Supplied passage -
- - - - -

A month ago, we told you about the Chron’s program to buy out or lay off up to 6 percent of its workforce. Now, thanks to blogHouston, we know who some of the casualties are:
Washington columnist Julie Mason bid farewell to her readers in a blog post today. Of the Chron’s considerable list of blogs, I think she maintained one of the best, and I have no doubt she’ll do just fine.
Transportation reporter Rad Sallee has reportedly taken the buyout. I’ll bet you a dollar to a doughnut he lands at Metro.
As discussed previously, editorial-page editor James Howard Gibbons took the money and ran. According to the terms of the buyout, Gibbons will receive a full year’s pay. Not too bad, considering his output since 2005 has largely consisted of factual errors and rehashes of stale editorials from better newspapers.

- - - - -

Extracted entries -
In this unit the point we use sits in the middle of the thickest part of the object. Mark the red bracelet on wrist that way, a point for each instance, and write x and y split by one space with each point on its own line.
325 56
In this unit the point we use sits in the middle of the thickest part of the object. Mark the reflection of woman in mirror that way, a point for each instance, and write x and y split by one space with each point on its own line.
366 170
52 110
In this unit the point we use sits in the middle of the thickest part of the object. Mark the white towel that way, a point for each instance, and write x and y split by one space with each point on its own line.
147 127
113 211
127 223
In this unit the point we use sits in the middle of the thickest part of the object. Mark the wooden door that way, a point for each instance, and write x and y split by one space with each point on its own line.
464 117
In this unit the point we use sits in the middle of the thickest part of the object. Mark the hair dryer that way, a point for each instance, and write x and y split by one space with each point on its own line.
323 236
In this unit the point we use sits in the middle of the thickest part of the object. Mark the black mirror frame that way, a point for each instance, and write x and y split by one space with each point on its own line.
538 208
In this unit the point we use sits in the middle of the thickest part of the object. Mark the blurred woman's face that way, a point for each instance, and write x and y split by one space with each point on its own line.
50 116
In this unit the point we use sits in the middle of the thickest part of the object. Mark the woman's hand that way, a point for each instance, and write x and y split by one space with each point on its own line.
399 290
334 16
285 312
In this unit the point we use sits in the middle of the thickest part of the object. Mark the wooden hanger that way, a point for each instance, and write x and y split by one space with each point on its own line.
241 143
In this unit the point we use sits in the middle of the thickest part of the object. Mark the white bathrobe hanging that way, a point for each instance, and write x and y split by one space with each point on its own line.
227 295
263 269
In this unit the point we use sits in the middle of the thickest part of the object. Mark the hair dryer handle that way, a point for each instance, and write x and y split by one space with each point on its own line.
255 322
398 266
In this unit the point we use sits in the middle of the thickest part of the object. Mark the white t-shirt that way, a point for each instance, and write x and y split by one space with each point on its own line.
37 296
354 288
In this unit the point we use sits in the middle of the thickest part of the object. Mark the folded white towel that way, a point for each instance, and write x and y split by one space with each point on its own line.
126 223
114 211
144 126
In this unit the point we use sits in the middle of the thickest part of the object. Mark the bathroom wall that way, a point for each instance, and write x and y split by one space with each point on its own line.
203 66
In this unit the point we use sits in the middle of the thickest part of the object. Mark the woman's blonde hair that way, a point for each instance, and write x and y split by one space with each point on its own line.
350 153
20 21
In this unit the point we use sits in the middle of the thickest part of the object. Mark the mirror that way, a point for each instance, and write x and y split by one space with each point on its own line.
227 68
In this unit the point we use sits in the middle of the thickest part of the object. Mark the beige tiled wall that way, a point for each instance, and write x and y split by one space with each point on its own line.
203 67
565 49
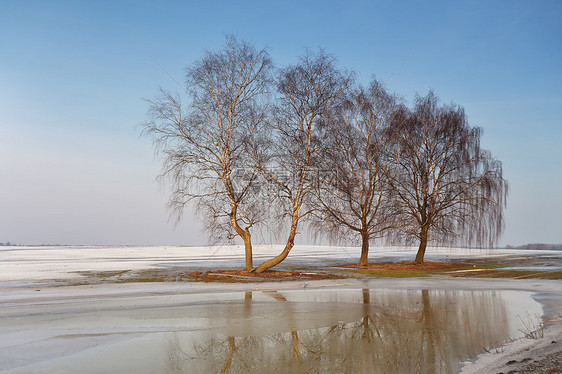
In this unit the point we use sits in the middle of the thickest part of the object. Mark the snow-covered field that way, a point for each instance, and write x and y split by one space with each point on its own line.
187 327
28 265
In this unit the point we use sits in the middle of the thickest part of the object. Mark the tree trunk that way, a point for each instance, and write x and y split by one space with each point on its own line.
248 250
423 245
283 255
364 260
277 259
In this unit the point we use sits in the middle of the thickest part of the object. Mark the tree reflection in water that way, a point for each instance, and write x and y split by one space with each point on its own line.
401 332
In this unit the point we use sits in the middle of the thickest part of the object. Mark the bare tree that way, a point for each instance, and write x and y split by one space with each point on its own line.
287 152
203 142
353 200
447 189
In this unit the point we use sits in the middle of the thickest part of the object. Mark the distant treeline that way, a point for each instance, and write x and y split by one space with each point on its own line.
536 246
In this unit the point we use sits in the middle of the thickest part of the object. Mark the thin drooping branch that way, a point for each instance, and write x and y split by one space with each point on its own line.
448 189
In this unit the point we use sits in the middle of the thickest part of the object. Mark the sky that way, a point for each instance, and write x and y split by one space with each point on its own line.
74 76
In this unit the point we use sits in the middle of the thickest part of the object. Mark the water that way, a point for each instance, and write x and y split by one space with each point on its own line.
359 330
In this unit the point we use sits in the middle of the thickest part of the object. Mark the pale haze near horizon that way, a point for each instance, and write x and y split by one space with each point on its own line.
73 75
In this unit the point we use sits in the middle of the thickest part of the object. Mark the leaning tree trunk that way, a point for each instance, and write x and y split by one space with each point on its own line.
423 245
248 249
364 260
283 255
245 235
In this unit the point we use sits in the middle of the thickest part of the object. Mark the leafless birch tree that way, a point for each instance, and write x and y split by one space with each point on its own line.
203 140
354 199
448 189
288 151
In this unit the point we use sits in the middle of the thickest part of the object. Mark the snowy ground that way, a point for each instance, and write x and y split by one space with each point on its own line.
45 328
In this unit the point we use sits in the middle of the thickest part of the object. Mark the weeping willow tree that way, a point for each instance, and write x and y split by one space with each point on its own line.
447 189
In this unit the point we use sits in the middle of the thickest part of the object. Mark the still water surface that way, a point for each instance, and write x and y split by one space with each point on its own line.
290 331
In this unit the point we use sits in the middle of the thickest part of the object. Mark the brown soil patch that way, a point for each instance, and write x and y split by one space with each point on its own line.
248 276
426 266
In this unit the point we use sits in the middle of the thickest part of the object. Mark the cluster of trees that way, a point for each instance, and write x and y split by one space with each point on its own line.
264 149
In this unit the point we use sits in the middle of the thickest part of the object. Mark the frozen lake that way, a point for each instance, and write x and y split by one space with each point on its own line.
330 326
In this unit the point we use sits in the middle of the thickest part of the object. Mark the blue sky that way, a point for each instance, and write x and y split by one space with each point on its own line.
73 75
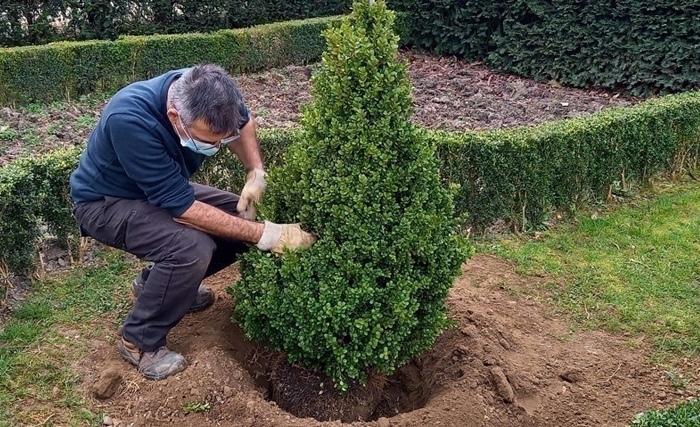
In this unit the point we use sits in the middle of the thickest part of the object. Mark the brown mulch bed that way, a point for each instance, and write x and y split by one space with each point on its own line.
448 94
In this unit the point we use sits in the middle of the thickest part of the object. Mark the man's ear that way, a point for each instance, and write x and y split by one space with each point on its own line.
172 114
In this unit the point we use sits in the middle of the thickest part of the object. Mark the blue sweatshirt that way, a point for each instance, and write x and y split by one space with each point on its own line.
134 152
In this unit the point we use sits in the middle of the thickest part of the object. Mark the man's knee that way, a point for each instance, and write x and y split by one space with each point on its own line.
194 247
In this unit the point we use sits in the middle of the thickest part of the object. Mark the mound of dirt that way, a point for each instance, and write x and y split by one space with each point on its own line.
511 360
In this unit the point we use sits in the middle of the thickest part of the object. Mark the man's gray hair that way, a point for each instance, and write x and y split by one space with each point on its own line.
207 92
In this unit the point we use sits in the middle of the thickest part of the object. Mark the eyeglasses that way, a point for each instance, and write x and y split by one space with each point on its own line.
222 142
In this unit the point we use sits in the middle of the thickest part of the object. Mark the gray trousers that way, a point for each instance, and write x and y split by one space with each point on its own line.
183 257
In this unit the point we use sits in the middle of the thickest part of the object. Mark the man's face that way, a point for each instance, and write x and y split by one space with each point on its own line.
199 131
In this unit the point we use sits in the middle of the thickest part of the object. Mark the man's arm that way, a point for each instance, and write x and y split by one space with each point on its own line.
266 236
247 149
218 223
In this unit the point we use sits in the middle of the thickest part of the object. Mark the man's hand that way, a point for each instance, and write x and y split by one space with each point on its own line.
276 237
251 194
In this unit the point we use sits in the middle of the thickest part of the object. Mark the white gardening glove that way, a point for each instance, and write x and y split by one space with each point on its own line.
278 236
251 194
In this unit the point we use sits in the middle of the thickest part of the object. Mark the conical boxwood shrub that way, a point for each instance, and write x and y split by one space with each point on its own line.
370 294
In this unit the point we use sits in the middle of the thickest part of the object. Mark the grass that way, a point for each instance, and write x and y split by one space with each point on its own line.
50 330
632 268
683 415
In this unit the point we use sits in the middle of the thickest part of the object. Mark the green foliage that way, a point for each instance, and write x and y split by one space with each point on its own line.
522 174
34 192
33 22
519 175
68 70
686 414
370 294
638 46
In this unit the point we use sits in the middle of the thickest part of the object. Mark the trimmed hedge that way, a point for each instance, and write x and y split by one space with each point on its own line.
519 175
33 22
67 70
637 46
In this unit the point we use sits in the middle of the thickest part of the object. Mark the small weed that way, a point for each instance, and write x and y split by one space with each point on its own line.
85 122
8 134
196 407
677 379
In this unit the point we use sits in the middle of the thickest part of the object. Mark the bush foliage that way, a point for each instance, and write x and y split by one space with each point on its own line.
68 70
638 46
371 293
519 175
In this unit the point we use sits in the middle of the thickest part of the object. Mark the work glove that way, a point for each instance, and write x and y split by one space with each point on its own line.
251 194
278 236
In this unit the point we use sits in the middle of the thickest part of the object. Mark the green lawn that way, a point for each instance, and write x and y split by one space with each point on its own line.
632 268
53 328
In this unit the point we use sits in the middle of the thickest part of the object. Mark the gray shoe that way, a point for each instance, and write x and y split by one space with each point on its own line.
154 365
205 296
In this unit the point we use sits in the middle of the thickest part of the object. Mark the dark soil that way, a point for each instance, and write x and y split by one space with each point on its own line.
511 359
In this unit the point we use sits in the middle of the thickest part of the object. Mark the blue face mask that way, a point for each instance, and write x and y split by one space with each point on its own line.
199 147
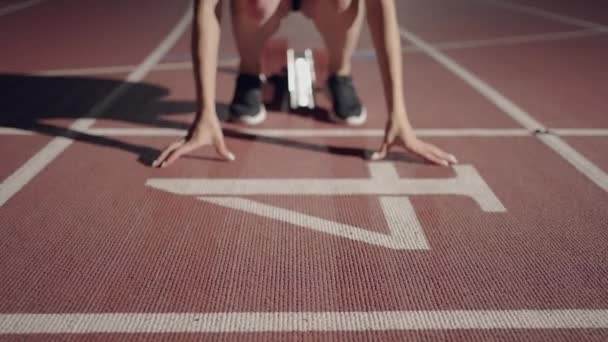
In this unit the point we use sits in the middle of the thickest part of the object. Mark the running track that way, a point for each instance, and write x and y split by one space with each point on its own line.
302 238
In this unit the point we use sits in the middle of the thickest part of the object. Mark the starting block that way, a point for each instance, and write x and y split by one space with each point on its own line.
301 79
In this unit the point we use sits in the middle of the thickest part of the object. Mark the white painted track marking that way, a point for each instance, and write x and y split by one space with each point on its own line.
322 132
500 101
18 6
330 132
548 15
467 182
576 159
14 131
405 230
47 154
594 173
243 322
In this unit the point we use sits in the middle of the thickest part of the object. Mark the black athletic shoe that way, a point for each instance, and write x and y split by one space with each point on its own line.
346 105
247 106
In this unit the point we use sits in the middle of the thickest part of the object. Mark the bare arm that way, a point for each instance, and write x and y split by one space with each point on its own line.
383 25
206 128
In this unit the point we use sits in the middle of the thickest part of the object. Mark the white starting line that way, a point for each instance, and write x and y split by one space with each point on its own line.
244 322
332 132
405 231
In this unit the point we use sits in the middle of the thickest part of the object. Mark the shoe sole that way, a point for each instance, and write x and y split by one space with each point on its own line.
253 120
351 120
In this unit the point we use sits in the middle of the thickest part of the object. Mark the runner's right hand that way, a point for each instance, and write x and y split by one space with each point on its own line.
207 132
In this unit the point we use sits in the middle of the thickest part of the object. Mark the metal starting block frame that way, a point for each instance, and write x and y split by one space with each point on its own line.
301 79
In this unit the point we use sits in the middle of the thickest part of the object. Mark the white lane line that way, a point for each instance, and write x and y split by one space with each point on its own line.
332 132
12 8
242 322
548 15
585 166
581 163
510 40
14 131
47 154
468 182
405 230
170 66
510 108
322 132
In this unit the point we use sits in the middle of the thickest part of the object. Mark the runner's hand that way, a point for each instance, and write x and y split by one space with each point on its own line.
209 132
400 133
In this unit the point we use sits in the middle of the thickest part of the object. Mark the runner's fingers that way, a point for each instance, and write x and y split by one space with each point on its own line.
223 151
167 151
180 151
381 153
449 158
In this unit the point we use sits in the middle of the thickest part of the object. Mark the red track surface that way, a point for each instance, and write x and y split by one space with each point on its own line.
89 232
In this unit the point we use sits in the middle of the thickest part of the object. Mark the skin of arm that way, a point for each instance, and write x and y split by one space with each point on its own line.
384 27
206 128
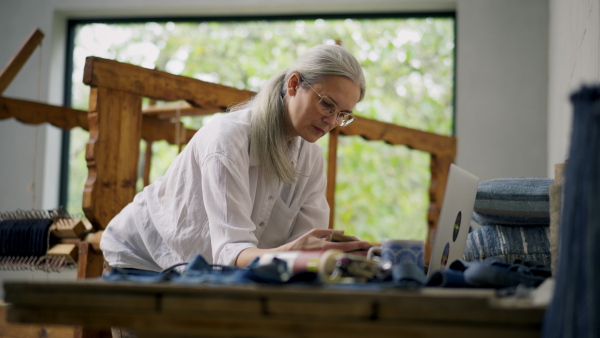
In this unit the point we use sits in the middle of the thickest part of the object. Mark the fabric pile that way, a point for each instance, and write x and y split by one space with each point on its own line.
511 220
460 274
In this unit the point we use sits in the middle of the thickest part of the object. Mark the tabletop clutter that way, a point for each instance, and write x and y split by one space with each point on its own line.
396 263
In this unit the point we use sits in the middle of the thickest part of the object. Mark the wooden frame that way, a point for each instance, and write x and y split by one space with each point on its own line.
117 123
115 119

- - - - -

Stated exercise - Reproduce the passage on the Chron's buyouts from "A month ago, we" up to and including "lands at Metro.".

Full solution -
A month ago, we told you about the Chron’s program to buy out or lay off up to 6 percent of its workforce. Now, thanks to blogHouston, we know who some of the casualties are:
Washington columnist Julie Mason bid farewell to her readers in a blog post today. Of the Chron’s considerable list of blogs, I think she maintained one of the best, and I have no doubt she’ll do just fine.
Transportation reporter Rad Sallee has reportedly taken the buyout. I’ll bet you a dollar to a doughnut he lands at Metro.